PROBLEMA PLANTEADO A: Reproduce íntegras todas las líneas de los registros que aparecen más abajo. Multiplica por 0,2 cada coordenada de las respuestas y redondea a enteros, con las mitades hacia arriba; lo demás no cambia.

FRAGMENTO SELECCIONADO:
El cristianismo es una religión, un mensaje de salvación dirigido a todos los hombres. Ningún continente, región, pueblo, ideología o partido político, nadie en suma, puede apropiárselo sin injusticia. La vigencia del cristianismo, como la de toda religión, depende de la existencia de auténticos cristianos y, como consecuencia de ella, de su capacidad para impregnar las vidas personales y la vida colectiva. No hay una cultura cristiana sin cristianos, aunque pueda haber cultura cristiana sin que muchos de sus miembros lo sean. Quiero decir que existe una cultura cristiana, pero el cristianismo no es una mera cultura.

DATOS PROPORCIONADOS:

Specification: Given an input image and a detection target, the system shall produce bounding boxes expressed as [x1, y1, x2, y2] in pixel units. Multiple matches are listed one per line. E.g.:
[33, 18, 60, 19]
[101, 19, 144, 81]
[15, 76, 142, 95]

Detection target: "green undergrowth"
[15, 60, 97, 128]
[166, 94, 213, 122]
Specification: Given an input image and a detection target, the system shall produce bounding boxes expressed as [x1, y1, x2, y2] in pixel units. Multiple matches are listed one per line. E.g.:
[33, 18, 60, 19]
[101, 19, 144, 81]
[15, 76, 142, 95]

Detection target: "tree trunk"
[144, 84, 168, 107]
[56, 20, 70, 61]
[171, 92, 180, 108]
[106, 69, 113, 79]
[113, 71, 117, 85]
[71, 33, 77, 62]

PROBLEMA PLANTEADO B: ¿Concuerdan con el fragmento sobre el cristianismo las afirmaciones siguientes? Contesta sí o no a cada una y cita literalmente las palabras decisivas del fragmento. (i) Un pueblo o un partido político puede apropiarse del cristianismo sin injusticia. (ii) Puede haber cultura cristiana aunque muchos de sus miembros no sean cristianos. (iii) El cristianismo es solo una cultura.

RESULTADO CORRECTO A:
Specification: Given an input image and a detection target, the system shall produce bounding boxes expressed as [x1, y1, x2, y2] in pixel units. Multiple matches are listed one per line. E.g.:
[33, 18, 60, 19]
[101, 19, 144, 81]
[15, 76, 142, 95]

Detection target: "green undergrowth"
[3, 12, 19, 26]
[33, 19, 43, 24]
Specification: Given an input image and a detection target, the system shall produce bounding boxes expressed as [x1, y1, x2, y2] in pixel units. Multiple matches are listed one per line. E.g.:
[33, 18, 60, 19]
[101, 19, 144, 81]
[15, 76, 142, 95]

Detection target: "tree trunk"
[29, 17, 34, 21]
[11, 4, 14, 12]
[34, 18, 36, 22]
[21, 14, 23, 16]
[23, 14, 23, 17]
[14, 7, 15, 12]

RESULTADO CORRECTO B:
(i) No: "Ningún continente, región, pueblo, ideología o partido político, nadie en suma, puede apropiárselo sin injusticia."
(ii) Sí: "aunque pueda haber cultura cristiana sin que muchos de sus miembros lo sean"
(iii) No: "el cristianismo no es una mera cultura"